Text section
Garrison information
- Current commander: Colonel Charles E. Dudik
- Garrison: Marine Aircraft Group 13

Airfield information
- Identifiers: IATA: YUM, ICAO: KNYL, FAA LID: NYL, WMO: 699604
- Elevation: 64.9 metres (213 ft) AMSL
Runways
| Direction | Length and surface |
| 3L/21R | 4,053.8 metres (13,300 ft) concrete |
| 3R/21L | 2,816 metres (9,239 ft) asphalt/concrete |
| 8/26 | 1,873.3 metres (6,146 ft) asphalt/concrete |
| 17/35 | 1,740.4 metres (5,710 ft) asphalt/concrete |
- Other airfield facilities: 5x V/STOL pad

= Marine Corps Air Station Yuma =

US Marine Corps base in Yuma, Arizona, United States

Marine Corps Air Station Yuma or MCAS Yuma is a United States Marine Corps air station in Yuma, Arizona. It is the home of multiple squadrons of F-35B Lightning IIs of the 3rd Marine Aircraft Wing, Marine Aviation Weapons and Tactics Squadron 1 (MAWTS-1), Marine Operational Test and Evaluation Squadron 1 (VMX-1) and Marine Fighter Training Squadron 401 (VMFT-401), an air combat adversary squadron of the 4th Marine Aircraft Wing of the Marine Corps Reserve. It is a designated Superfund site due to a number of soil and groundwater contaminants, including asbestos.

Point localization data
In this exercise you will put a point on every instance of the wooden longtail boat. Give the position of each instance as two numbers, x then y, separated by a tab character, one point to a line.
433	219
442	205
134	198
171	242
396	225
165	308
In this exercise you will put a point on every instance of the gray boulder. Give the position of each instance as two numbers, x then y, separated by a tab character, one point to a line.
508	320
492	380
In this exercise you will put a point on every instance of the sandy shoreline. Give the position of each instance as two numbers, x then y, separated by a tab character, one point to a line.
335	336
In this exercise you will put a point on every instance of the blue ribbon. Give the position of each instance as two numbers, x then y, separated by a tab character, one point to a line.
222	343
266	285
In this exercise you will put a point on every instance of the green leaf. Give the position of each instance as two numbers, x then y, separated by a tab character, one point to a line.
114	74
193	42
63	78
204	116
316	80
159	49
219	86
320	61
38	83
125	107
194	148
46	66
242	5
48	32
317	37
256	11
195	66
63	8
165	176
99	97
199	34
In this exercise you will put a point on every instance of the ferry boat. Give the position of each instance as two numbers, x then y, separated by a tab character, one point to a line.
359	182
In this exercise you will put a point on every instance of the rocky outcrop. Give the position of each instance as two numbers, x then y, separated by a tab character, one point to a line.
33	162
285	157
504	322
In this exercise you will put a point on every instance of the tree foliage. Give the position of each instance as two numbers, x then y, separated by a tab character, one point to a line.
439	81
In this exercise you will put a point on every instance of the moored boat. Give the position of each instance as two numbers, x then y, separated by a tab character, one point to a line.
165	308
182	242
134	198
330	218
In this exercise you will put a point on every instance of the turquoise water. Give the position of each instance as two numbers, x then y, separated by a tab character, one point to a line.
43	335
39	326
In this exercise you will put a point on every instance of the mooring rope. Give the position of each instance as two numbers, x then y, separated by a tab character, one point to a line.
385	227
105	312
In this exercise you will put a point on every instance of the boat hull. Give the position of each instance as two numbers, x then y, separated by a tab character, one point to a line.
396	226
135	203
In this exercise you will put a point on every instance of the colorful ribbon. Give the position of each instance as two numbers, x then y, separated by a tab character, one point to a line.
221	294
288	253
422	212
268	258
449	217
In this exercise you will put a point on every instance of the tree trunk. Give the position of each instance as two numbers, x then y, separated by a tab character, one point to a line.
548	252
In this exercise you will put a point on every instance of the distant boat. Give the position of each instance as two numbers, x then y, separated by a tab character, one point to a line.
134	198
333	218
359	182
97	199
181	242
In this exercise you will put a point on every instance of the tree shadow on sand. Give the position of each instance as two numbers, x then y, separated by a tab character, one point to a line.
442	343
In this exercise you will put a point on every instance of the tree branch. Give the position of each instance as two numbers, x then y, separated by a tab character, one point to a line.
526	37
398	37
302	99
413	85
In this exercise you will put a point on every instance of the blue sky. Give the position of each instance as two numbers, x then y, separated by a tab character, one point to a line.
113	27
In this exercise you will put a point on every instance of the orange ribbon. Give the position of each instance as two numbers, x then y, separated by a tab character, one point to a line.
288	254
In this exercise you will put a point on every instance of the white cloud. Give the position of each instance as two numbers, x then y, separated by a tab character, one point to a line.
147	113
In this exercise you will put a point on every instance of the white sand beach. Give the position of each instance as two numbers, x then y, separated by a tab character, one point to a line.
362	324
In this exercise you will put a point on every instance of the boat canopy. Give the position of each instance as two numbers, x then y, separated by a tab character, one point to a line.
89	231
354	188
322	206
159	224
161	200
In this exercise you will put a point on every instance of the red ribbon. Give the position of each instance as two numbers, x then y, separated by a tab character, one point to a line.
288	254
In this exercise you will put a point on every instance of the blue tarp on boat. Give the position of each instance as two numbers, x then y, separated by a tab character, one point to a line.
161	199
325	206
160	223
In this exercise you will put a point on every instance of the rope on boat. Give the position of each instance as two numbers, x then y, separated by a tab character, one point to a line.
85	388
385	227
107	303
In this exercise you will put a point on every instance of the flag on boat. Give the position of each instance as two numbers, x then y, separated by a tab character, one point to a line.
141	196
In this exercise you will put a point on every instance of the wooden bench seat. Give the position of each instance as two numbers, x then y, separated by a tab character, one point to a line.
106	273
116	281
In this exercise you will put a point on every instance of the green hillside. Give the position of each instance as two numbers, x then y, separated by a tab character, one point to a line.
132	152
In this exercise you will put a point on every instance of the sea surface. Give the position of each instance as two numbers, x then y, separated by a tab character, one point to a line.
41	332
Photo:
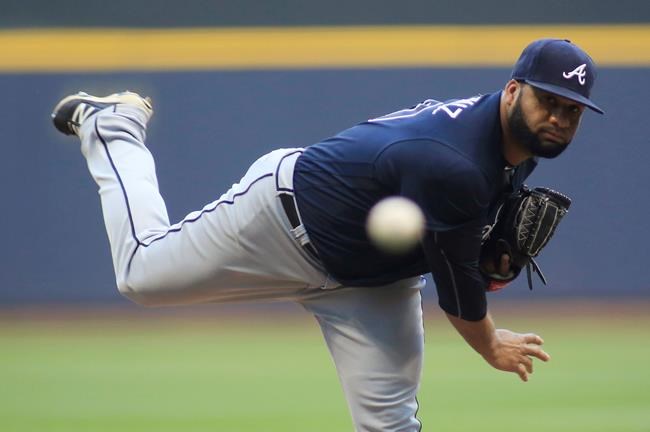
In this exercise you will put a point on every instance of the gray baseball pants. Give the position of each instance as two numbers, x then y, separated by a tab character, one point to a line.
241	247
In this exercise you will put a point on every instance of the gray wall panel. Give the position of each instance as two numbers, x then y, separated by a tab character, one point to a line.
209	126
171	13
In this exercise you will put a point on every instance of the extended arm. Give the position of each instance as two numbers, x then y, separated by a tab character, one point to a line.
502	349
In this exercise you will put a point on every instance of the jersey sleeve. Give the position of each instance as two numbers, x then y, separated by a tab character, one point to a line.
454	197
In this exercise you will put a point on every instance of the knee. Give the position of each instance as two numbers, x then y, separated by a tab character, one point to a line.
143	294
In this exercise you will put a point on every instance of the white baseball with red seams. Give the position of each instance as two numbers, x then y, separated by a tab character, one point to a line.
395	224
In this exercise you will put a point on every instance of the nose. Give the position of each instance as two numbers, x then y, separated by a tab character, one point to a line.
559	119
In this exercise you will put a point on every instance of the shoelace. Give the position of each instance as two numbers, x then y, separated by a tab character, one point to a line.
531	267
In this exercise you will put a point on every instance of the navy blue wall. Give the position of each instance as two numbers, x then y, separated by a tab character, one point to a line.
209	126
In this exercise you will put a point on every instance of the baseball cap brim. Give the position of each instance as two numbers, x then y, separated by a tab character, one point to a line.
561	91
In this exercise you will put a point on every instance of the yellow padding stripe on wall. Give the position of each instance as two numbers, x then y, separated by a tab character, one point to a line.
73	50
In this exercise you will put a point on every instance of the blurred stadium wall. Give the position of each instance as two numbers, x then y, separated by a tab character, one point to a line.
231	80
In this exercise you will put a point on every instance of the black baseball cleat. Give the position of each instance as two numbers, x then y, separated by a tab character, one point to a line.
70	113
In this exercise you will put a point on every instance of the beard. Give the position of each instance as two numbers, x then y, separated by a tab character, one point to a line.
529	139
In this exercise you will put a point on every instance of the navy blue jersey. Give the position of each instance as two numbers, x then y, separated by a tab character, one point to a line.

==

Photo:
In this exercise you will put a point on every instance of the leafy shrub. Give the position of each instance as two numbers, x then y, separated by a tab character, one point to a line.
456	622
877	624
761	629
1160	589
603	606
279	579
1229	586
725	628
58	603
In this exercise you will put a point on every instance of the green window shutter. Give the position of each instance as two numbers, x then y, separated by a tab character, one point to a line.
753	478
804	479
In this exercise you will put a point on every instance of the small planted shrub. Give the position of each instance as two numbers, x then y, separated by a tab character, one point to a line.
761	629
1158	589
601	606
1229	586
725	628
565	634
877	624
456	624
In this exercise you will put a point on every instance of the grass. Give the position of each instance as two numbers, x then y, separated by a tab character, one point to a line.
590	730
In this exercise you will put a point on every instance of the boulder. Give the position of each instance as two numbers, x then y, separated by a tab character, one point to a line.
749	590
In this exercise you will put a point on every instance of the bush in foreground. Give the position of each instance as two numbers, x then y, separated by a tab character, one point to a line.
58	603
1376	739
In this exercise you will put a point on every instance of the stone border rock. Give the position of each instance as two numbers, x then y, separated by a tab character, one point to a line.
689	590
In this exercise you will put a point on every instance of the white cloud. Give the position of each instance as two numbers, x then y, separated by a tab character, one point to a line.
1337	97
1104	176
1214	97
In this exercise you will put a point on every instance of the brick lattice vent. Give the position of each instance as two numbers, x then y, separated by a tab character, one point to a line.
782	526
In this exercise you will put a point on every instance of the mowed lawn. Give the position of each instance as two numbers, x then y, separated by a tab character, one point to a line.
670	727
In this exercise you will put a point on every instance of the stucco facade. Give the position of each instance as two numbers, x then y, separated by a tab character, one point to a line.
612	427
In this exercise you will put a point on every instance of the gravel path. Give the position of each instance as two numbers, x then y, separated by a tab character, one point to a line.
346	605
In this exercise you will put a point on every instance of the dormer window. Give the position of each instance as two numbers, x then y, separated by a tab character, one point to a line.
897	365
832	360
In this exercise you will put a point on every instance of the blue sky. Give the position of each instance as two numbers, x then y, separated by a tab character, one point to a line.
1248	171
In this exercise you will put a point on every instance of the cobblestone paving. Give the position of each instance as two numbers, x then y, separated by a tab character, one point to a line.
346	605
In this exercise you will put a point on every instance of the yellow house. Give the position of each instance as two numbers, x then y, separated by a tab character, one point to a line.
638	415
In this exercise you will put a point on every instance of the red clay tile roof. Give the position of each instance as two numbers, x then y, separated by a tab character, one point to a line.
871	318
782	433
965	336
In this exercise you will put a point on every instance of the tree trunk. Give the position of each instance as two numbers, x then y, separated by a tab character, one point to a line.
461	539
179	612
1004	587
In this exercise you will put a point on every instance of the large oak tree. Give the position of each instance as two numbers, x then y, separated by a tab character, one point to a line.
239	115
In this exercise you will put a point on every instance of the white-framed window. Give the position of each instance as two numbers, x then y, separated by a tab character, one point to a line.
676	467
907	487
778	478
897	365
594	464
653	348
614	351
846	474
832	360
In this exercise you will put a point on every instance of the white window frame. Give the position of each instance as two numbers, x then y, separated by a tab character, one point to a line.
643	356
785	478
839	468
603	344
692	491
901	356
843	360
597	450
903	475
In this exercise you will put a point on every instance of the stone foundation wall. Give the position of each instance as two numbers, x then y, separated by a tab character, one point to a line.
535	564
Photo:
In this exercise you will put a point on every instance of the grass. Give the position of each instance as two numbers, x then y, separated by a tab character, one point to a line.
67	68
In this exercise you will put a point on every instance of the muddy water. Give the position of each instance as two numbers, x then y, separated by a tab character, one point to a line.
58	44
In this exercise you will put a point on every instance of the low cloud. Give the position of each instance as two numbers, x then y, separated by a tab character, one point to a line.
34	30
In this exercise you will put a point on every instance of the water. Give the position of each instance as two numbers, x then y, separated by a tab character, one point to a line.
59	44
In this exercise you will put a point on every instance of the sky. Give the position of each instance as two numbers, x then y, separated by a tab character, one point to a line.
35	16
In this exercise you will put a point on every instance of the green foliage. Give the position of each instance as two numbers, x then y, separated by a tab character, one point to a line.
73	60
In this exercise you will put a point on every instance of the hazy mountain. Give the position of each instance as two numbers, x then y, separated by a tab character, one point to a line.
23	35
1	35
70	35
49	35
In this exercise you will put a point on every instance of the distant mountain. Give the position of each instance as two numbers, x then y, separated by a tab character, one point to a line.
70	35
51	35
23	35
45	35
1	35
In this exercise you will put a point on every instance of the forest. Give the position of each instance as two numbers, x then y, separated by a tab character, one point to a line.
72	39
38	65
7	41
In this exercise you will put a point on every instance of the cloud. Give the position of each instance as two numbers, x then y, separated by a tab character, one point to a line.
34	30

* * *

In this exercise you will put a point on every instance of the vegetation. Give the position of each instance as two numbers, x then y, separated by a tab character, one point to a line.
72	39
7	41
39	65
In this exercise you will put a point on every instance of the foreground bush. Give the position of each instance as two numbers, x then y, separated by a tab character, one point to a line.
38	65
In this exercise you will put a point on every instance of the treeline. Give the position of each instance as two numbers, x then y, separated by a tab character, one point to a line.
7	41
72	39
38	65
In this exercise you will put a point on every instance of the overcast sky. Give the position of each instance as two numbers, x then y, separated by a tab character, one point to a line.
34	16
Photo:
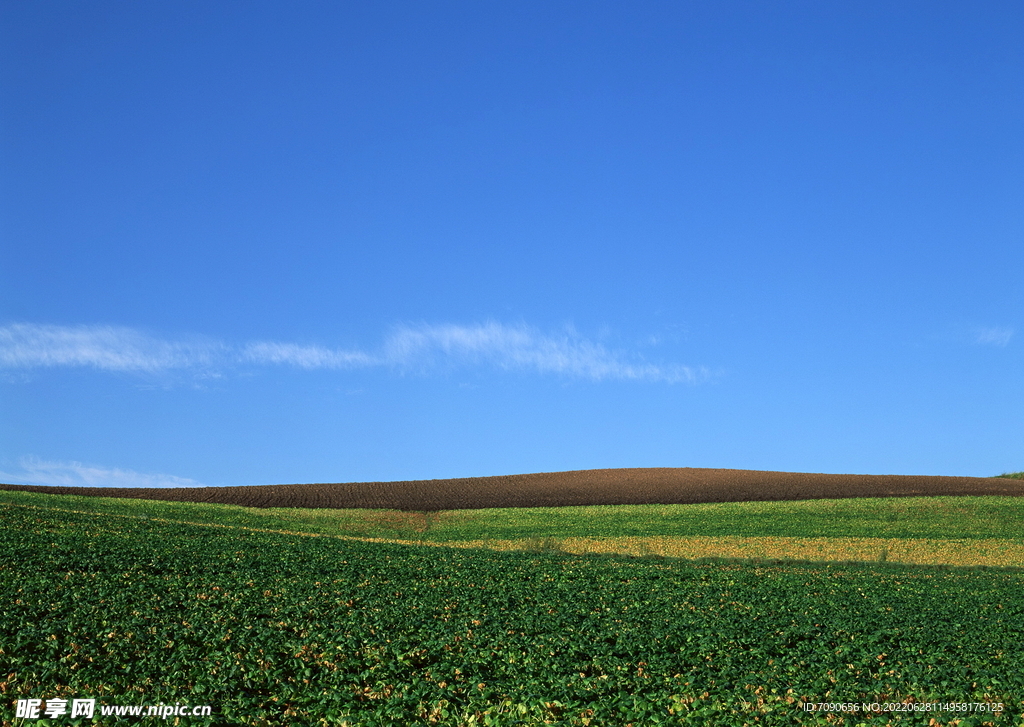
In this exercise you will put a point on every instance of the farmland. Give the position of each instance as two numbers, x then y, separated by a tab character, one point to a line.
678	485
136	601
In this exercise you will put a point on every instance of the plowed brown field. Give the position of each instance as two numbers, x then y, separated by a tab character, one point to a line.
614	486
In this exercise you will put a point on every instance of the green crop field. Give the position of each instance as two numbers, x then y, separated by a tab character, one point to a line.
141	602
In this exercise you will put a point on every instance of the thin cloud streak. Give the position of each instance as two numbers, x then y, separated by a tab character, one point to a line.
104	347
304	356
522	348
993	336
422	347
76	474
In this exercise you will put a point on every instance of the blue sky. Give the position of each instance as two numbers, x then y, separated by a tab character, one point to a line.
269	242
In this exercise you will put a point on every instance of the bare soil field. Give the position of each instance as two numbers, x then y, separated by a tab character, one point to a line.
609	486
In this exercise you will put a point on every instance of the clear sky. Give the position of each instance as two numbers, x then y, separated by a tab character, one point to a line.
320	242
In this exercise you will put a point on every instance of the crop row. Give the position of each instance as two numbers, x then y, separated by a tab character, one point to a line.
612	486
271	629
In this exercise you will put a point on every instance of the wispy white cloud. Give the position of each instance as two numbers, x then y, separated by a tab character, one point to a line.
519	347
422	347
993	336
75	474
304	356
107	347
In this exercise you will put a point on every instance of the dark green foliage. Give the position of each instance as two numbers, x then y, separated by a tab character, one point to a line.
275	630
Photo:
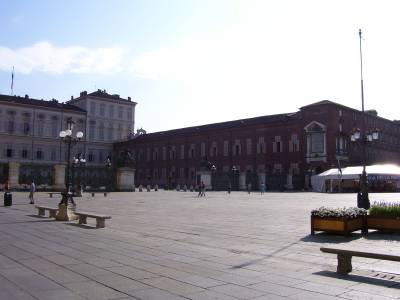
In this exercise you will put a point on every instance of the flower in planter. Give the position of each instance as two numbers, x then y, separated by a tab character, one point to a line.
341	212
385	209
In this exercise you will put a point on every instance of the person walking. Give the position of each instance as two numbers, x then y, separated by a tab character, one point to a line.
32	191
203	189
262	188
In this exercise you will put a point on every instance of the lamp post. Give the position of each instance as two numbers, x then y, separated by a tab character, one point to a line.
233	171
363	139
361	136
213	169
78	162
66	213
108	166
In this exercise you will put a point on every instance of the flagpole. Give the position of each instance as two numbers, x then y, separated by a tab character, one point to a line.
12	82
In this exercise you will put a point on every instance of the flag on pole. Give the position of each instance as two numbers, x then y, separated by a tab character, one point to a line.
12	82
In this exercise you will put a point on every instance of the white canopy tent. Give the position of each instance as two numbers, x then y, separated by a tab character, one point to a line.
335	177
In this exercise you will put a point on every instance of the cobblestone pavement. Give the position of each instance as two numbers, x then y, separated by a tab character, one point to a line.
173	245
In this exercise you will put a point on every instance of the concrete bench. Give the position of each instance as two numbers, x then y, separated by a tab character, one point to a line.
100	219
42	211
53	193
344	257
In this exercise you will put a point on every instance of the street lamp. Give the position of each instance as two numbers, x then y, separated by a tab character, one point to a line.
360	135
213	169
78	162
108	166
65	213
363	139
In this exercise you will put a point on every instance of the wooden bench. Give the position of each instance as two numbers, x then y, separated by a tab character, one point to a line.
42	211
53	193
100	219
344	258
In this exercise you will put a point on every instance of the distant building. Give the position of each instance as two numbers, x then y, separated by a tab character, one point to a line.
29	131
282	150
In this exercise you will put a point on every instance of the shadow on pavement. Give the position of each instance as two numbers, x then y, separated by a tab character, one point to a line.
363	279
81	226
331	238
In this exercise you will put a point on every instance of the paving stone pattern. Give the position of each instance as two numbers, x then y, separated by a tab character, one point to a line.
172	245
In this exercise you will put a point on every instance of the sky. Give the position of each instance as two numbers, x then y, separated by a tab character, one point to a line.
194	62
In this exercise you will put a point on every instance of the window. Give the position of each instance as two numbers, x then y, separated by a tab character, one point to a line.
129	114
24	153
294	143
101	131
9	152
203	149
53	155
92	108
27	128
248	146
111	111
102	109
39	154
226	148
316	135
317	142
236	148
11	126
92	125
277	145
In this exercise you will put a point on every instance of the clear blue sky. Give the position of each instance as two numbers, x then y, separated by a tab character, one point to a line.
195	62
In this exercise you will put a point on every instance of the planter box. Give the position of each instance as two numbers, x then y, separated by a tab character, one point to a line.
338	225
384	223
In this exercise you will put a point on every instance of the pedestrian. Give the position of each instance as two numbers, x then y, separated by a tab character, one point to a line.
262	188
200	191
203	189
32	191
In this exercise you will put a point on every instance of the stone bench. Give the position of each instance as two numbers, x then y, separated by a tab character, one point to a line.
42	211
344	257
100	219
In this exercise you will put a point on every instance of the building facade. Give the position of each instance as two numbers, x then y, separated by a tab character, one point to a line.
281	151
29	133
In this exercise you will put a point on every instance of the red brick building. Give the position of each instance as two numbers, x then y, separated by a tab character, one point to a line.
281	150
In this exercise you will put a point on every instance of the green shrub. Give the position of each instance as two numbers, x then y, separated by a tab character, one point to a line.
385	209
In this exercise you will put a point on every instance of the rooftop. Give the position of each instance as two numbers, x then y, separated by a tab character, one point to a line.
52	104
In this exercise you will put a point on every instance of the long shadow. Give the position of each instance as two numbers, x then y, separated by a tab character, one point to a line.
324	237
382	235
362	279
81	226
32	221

Your task
Please copy out the whole text about Marine Corps Air Station Yuma word for word.

Task output
Garrison information
- Current commander: Colonel Charles E. Dudik
- Garrison: Marine Aircraft Group 13

Airfield information
- Identifiers: IATA: YUM, ICAO: KNYL, FAA LID: NYL, WMO: 699604
- Elevation: 64.9 metres (213 ft) AMSL
Runways
| Direction | Length and surface |
| 3L/21R | 4,053.8 metres (13,300 ft) concrete |
| 3R/21L | 2,816 metres (9,239 ft) asphalt/concrete |
| 8/26 | 1,873.3 metres (6,146 ft) asphalt/concrete |
| 17/35 | 1,740.4 metres (5,710 ft) asphalt/concrete |
- Other airfield facilities: 5x V/STOL pad

= Marine Corps Air Station Yuma =

US Marine Corps base in Yuma, Arizona, United States

Marine Corps Air Station Yuma or MCAS Yuma is a United States Marine Corps air station in Yuma, Arizona. It is the home of multiple squadrons of F-35B Lightning IIs of the 3rd Marine Aircraft Wing, Marine Aviation Weapons and Tactics Squadron 1 (MAWTS-1), Marine Operational Test and Evaluation Squadron 1 (VMX-1) and Marine Fighter Training Squadron 401 (VMFT-401), an air combat adversary squadron of the 4th Marine Aircraft Wing of the Marine Corps Reserve. It is a designated Superfund site due to a number of soil and groundwater contaminants, including asbestos.